--- Task description ---
Return the part of the Kinloch Rannoch medical practice text starting at "Recently a local" and ending at "in the community.", copied word for word.

--- Exercise passage ---
------------------------------------------------------------
Karen is in a good position to understand the concerns of her community. She first came to Kinloch Rannoch in 1977 from New Zealand on a six-month travelling holiday. She met her husband – a native of the village – while working in a local hotel and never left. For many years she was an assistant bursar at a local private school and when that closed she was hired as receptionist at the medical practice and stayed in the job until the acting practice manager retired.

"They asked me if I wanted to do the job and I said 'no'. And then they asked would I do if for just 6 months. Five years later and I’m still here."

Working in a small community medical practice presents some unique difficulties, says Karen.

"You do have to be very careful about confidentiality. It’s a problem for all the staff. I can’t say to my husband when I go home at night, oh I saw ‘X’ today. Or if there’s a difficult situation, I can’t discuss it because he’ll know the people involved."

There is also no such thing as anonymity and for Karen even less so as she is also the district registrar, recording births and deaths, and performing weddings, sometimes in a small conference room inside the health centre.

"At one time they were talking about sending the service off to Aberfeldy or Pitlochry but I felt it was important to keep it here. So I agreed to take on the job."

EMERGENCY AND OUT OF HOURS

Much of the year Kinloch Rannoch is a quiet place but in the tourist season the population can expand by up to 800 people with visitors staying in hotels, time-shares and the local caravan parks and camping grounds. One weekend in the summer an orienteering competition attracted 3000 participants. Most days the practice will see some TRs or temporary residents attending with hillwalking casualties, sprained/ broken ankles, tick bites, infections or forgotten medication.

A great bonus to both visitors and residents is the fact that Kinloch Rannoch is a dispensing practice eliminating the need for patients to make a 40-mile round trip to get common acute and repeat prescriptions.

But perhaps the most challenging – and contentious – aspect of a remote practice like Kinloch Rannoch is out-ofhours (OOH) and emergency care. The practice has a transponder linked directly to the ambulance service and the doctors will often be the first on the scene at road traffic accidents.

"If there’s an emergency, the doctors must drop everything and go, even if it’s in the middle of a surgery,” says Karen. “Fortunately our regular patients are very understanding about this."

The doctors all have special training in emergency care and the practice is kitted with a Sandpiper Bag as well as a defibrillator. Common emergencies include minor road traffic incidents, obstetric cases and suspected myocardial infarctions.

"We are one of the few practices in Scotland where doctors carry medications such as metalayse to help dissipate the effects of heart attacks."

Emergency and OOH care is also an issue that has recently thrust Kinloch Rannoch into the media spotlight. Back in May 2006 the practice opted out of OOH service provision and it is now provided by NHS 24 along with a call-out service from Aberfeldy and Pitlochry. The move caused anger and concern among some members of the community and has sparked some media attention in the newspapers.

Recently a local resident paid for an advert in GP magazine for a doctor to provide separate out-of-hours GP service for the area as it was felt that relying on a service based miles away was dangerous. The controversy is still boiling and Karen admits the loss of the practice OOH care has caused a "hoo-ha" in the community.

"But we see the other side of it. We used to have doctors on duty 24/7 for three weeks or more, being disturbed at night and sometimes for things that were not life-threatening – a stomach ache or diarrhoea. The doctors were not on the ball for the next day. It’s much safer now."

Despite all the frustrations of her job Karen says she wouldn’t change her situation or her role in the village.

"I grew up in a small town in New Zealand and both my parents were heavily involved in our community. I think I’ve inherited that mentality – what you put into a community is what you get out of it."
------------------------------------------------------------
--- Record extracts ---
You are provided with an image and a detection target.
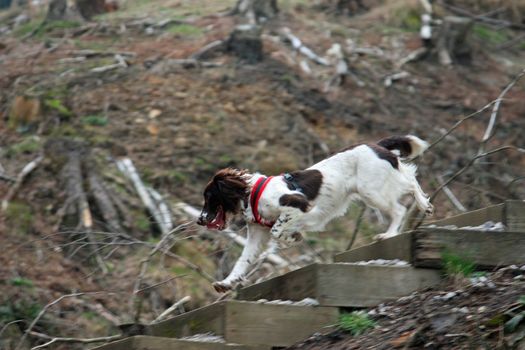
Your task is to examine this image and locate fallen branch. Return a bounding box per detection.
[117,158,173,235]
[90,54,128,73]
[2,156,44,211]
[15,292,114,350]
[478,69,525,153]
[281,27,330,66]
[151,295,191,323]
[30,332,124,350]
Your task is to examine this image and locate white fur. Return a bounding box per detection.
[214,136,432,291]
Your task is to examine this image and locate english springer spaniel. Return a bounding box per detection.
[197,135,433,292]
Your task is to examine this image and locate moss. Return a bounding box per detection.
[82,115,108,126]
[166,24,203,37]
[472,23,510,45]
[44,98,73,117]
[5,202,33,234]
[5,136,42,158]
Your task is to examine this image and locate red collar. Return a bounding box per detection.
[250,176,275,227]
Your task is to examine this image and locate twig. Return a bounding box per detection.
[478,69,525,153]
[151,295,191,323]
[281,27,330,66]
[2,156,44,211]
[117,158,172,235]
[436,176,467,212]
[15,292,114,350]
[30,332,124,350]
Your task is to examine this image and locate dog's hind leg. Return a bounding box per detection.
[412,179,434,215]
[213,225,270,293]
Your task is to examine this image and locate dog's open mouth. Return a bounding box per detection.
[206,207,226,231]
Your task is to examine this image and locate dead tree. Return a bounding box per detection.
------------------------------------------------------------
--- Expected answer ---
Recently a local resident paid for an advert in GP magazine for a doctor to provide separate out-of-hours GP service for the area as it was felt that relying on a service based miles away was dangerous. The controversy is still boiling and Karen admits the loss of the practice OOH care has caused a "hoo-ha" in the community.